“le gouvernement a été obligé de prendre en compte partiellement  la demande des populations locales.”

Michel Branchi.

Ancien commissaire de la concurrence et des prix, Michel Branchi réagit sur les annonces du CIOM faites par le gouvernement, le 18 juillet, à propos de la vie chère. Pour l’économiste, en prenant les mesures qui ont été annoncées, l’Etat s’est efforcé de répondre à la colère des populations d’Outre-Mer. Par conséquent, plusieurs de ces mesures ne seraient pas assez pertinentes, ni financées et donc adaptées pour répondre à l’urgence sociale de nos territoires.

Le ministre de l’économie souhaite adopter des mesures sur l’octroi de mer, car selon lui, c’est en partie à cause de cette taxe que plusieurs produits alimentaires sont chers. Que faut-il penser de ces déclarations ?

L’octroi de mer n’est pas la principale cause de la vie chère aux Antilles. Premièrement, quand on additionne le pourcentage de l’octroi de mer avec celui de la TVA Outre-Mers, on se rend compte qu’il est bien inférieur à celui de la TVA en France. L’écart de prix que l’on estime en moyenne de 40% sur les produits alimentaires, ne vient pas de l’octroi de mer, du moins principalement. Deuxièmement, il ne faut pas oublier l’utilité de cette taxe, car elle a un fonction nécessaire. L’octroi de mer sert justement de ressource aux communes et à la CTM. Il représente jusqu’à 50% des budgets des communes. Il finance les services publics. Troisièmement, l’octroi de mer s’applique surtout sur les produits importés. Il permet ainsi aux produits locaux de mieux se vendre.  Il favorise alors le développement de la production locale et donc l’emploi. Vouloir faire croire que c’est en réformant cette taxe que l’on va régler les problèmes de la vie chère relève, à mon sens, de la supercherie.

Données enregistrées:
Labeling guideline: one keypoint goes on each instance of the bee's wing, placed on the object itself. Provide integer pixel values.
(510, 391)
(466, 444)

Consigne: Reproduisez mot pour mot le passage du texte sur l'octroi de mer qui va de « Michel Branchi. » jusqu'à « de nos territoires. » inclus. Le listing n'a aucun lien avec le texte sur l'octroi de mer.

Réponse:
Michel Branchi.

Ancien commissaire de la concurrence et des prix, Michel Branchi réagit sur les annonces du CIOM faites par le gouvernement, le 18 juillet, à propos de la vie chère. Pour l’économiste, en prenant les mesures qui ont été annoncées, l’Etat s’est efforcé de répondre à la colère des populations d’Outre-Mer. Par conséquent, plusieurs de ces mesures ne seraient pas assez pertinentes, ni financées et donc adaptées pour répondre à l’urgence sociale de nos territoires.